__WHAT THE TASK ASKS__:
What you give back should match the listing word for word.

** EXERCISE DATA follows **

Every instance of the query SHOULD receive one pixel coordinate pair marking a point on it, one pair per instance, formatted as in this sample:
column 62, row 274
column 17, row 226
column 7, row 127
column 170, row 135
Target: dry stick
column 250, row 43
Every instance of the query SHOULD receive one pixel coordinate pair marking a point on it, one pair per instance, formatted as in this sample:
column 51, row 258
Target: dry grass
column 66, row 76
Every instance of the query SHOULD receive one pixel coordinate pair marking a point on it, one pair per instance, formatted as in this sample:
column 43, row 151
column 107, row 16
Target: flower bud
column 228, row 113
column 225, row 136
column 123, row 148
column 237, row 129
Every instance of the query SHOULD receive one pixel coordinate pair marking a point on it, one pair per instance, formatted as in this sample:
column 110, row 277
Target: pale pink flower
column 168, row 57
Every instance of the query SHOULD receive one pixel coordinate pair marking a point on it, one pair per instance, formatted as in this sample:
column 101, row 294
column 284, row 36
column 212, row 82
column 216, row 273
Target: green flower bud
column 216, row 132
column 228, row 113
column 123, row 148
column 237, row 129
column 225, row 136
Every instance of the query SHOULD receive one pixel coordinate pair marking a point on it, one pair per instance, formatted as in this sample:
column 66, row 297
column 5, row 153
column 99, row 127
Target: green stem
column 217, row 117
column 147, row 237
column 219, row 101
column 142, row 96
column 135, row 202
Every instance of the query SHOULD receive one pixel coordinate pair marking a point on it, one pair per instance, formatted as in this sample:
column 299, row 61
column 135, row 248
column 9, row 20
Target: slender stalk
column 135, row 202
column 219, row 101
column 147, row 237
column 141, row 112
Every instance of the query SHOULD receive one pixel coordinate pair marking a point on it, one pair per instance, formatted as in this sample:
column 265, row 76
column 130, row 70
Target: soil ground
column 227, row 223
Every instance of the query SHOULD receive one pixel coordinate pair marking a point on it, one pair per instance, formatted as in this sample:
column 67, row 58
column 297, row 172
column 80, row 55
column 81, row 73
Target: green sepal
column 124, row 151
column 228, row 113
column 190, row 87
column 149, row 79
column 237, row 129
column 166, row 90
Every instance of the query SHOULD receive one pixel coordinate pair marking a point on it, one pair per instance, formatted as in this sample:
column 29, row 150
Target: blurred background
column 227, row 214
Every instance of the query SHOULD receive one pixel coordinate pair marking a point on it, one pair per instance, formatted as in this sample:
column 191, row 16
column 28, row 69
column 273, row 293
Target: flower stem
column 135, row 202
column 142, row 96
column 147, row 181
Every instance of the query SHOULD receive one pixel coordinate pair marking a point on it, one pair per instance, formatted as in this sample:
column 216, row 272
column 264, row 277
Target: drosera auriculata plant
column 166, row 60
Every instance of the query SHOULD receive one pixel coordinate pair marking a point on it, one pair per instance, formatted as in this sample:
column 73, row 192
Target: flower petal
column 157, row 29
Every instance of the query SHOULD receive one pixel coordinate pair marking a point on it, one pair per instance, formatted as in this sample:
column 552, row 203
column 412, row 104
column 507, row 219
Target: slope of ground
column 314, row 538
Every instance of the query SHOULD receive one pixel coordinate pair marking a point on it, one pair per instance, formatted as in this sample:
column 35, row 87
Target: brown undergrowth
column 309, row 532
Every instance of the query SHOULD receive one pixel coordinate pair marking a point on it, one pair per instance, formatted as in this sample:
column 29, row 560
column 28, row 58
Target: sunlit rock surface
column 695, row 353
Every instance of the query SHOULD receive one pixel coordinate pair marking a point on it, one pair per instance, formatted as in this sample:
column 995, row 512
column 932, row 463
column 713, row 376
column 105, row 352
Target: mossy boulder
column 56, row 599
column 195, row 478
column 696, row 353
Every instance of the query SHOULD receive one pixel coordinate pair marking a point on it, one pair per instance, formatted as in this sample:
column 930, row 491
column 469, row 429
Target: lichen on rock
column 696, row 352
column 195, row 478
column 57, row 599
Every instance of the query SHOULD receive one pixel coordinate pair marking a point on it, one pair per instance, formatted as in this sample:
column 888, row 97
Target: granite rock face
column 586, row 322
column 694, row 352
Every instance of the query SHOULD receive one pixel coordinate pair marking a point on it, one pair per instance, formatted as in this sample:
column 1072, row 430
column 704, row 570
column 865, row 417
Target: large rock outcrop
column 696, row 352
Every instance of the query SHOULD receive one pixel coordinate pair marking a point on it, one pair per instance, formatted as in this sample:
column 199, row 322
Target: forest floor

** End of EXERCISE DATA **

__SOLUTION TO THIS TASK__:
Every instance of the query SHOULD receive one pixel coordinate pair marking a point on it, one pair per instance, formatted as in this sample:
column 62, row 274
column 17, row 226
column 7, row 127
column 170, row 135
Target: dry stick
column 250, row 43
Every instance of the query SHOULD receive one pixel coordinate pair marking a point on it, one pair per instance, formatted as in this sample:
column 51, row 258
Target: dry grass
column 66, row 76
Every instance of the query SHOULD receive one pixel coordinate pair marking a point on it, one pair per instance, formatted as in this sample:
column 43, row 151
column 107, row 16
Target: flower bud
column 228, row 113
column 225, row 136
column 123, row 148
column 237, row 129
Every instance of the query SHOULD receive one pixel coordinate pair marking a point on it, one pair per instance, formatted as in this sample:
column 110, row 277
Target: pale pink flower
column 168, row 57
Every instance of the query SHOULD receive one pixel coordinate pair marking a point on it, one pair per instance, formatted as in this sample:
column 101, row 294
column 284, row 36
column 212, row 82
column 216, row 273
Target: green flower bud
column 216, row 132
column 228, row 113
column 123, row 148
column 237, row 129
column 225, row 136
Every instance of the query SHOULD receive one pixel coordinate pair marking a point on it, one pair per instance, formatted as in this sample:
column 66, row 297
column 5, row 153
column 99, row 127
Target: green stem
column 217, row 117
column 147, row 237
column 219, row 101
column 142, row 96
column 135, row 202
Every instance of the query SHOULD receive one pixel coordinate pair marking a point on it, one pair per instance, formatted as in this sample:
column 299, row 61
column 135, row 248
column 9, row 20
Target: slender stalk
column 135, row 202
column 219, row 101
column 147, row 237
column 141, row 112
Every instance of the query SHOULD receive one pixel coordinate pair marking a point on it, one pair per instance, formatted as in this sample:
column 265, row 76
column 130, row 70
Target: soil ground
column 227, row 223
Every instance of the query SHOULD receive one pixel coordinate pair marking a point on it, one pair per instance, formatted as in this sample:
column 67, row 58
column 297, row 172
column 80, row 55
column 81, row 73
Target: green sepal
column 124, row 151
column 228, row 113
column 190, row 87
column 149, row 79
column 237, row 129
column 166, row 90
Every instance of the query SHOULD receive one pixel coordinate pair marking a point on it, one pair per instance, formatted as in this sample:
column 29, row 150
Target: blurred background
column 227, row 214
Every instance of the query SHOULD receive one pixel coordinate pair marking a point on it, one pair per instance, formatted as in this sample:
column 191, row 16
column 28, row 69
column 273, row 293
Target: flower stem
column 135, row 202
column 142, row 96
column 147, row 181
Every instance of the query SHOULD receive one pixel coordinate pair marking a point on it, one pair per instance, formatted as in this sample:
column 216, row 272
column 264, row 277
Target: drosera auriculata plant
column 166, row 60
Every instance of the query SHOULD receive one pixel coordinate pair marking a point on it, one pair per instance, formatted as in this sample:
column 73, row 192
Target: flower petal
column 157, row 29
Every instance of the query SHOULD receive one pixel coordinate pair marking a point on it, one pair per instance, formatted as in this sample:
column 552, row 203
column 412, row 104
column 507, row 219
Target: slope of ground
column 314, row 538
Every instance of the query SHOULD receive one pixel coordinate pair marking a point on it, one pair per instance, formatted as in this sample:
column 35, row 87
Target: brown undergrowth
column 309, row 532
Every instance of the query SHOULD receive one pixel coordinate pair marking a point on it, one pair per instance, formatted as in this sample:
column 29, row 560
column 28, row 58
Target: sunlit rock surface
column 695, row 353
Every instance of the query SHOULD receive one pixel coordinate pair marking a point on it, one pair per instance, formatted as in this sample:
column 995, row 512
column 932, row 463
column 713, row 376
column 105, row 352
Target: mossy boulder
column 56, row 599
column 195, row 478
column 696, row 353
Every instance of the query SHOULD receive one pixel coordinate pair marking a point on it, one pair per instance, formatted as in this sample:
column 930, row 491
column 469, row 429
Target: lichen on rock
column 696, row 352
column 195, row 478
column 57, row 599
Every instance of the query SHOULD receive one pixel coordinate pair marking a point on it, one pair per instance, formatted as in this sample:
column 888, row 97
Target: granite rock face
column 586, row 322
column 694, row 352
Every instance of the query SHOULD receive one pixel coordinate pair marking a point on it, one pair per instance, formatted as in this sample:
column 1072, row 430
column 704, row 570
column 865, row 417
Target: large rock outcrop
column 696, row 352
Every instance of the query SHOULD receive one pixel coordinate pair marking a point on it, one pair per instance, formatted as in this sample:
column 199, row 322
Target: forest floor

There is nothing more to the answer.